**What is needed:** Output the full set of records exactly.

**Provided material:**
········

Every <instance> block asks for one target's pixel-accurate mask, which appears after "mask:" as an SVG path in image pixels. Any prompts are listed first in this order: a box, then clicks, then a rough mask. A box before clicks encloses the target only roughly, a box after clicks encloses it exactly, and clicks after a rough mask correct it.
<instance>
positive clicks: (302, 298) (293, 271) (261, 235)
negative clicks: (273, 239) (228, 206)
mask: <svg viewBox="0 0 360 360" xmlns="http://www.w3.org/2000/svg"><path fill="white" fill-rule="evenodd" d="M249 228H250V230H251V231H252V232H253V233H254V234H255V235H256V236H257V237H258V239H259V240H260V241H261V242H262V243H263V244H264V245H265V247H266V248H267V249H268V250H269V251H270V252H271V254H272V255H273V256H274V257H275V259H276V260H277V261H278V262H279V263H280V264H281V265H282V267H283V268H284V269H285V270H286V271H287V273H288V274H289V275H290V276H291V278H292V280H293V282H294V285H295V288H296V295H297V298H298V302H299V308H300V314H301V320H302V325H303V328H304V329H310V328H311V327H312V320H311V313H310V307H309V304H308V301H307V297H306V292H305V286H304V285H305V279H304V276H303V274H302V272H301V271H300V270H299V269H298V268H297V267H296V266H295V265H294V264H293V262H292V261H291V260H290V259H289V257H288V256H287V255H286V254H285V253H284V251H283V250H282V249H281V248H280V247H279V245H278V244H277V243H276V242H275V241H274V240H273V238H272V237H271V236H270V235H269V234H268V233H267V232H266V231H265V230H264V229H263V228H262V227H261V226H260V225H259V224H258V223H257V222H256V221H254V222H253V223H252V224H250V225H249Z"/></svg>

········

**Solution to the exercise:**
Every <instance> block asks for one target's pixel-accurate mask, which appears after "mask:" as an SVG path in image pixels. Any prompts are listed first in this order: a box, then clicks, then a rough mask. A box before clicks encloses the target only roughly, a box after clicks encloses it exactly, and clicks after a rough mask correct it.
<instance>
positive clicks: (302, 298) (293, 271) (261, 235)
negative clicks: (273, 239) (228, 206)
mask: <svg viewBox="0 0 360 360" xmlns="http://www.w3.org/2000/svg"><path fill="white" fill-rule="evenodd" d="M249 228H250V230H251V231H252V232H253V233H254V234H255V235H256V236H257V237H258V239H259V240H260V241H261V242H262V243H263V244H264V245H265V247H266V248H267V249H268V250H269V251H270V252H271V254H272V255H273V256H274V257H275V259H276V260H277V261H278V262H279V263H280V264H281V265H282V267H283V268H284V269H285V270H286V271H287V273H288V274H289V275H290V276H291V278H292V280H293V282H294V285H295V288H296V295H297V298H298V302H299V308H300V314H301V320H302V325H303V328H304V329H310V328H311V327H312V320H311V313H310V307H309V304H308V301H307V297H306V292H305V286H304V285H305V279H304V276H303V274H302V272H301V271H300V270H299V269H298V268H297V267H296V266H295V265H294V264H293V262H292V261H291V260H290V259H289V257H288V256H287V255H286V254H285V253H284V251H283V250H282V249H281V248H280V247H279V245H278V244H277V243H276V242H275V241H274V240H273V238H272V237H271V236H270V235H269V234H268V233H267V232H266V231H265V230H264V229H263V228H262V227H261V226H260V225H259V224H258V223H257V222H256V221H254V222H253V223H252V224H250V225H249Z"/></svg>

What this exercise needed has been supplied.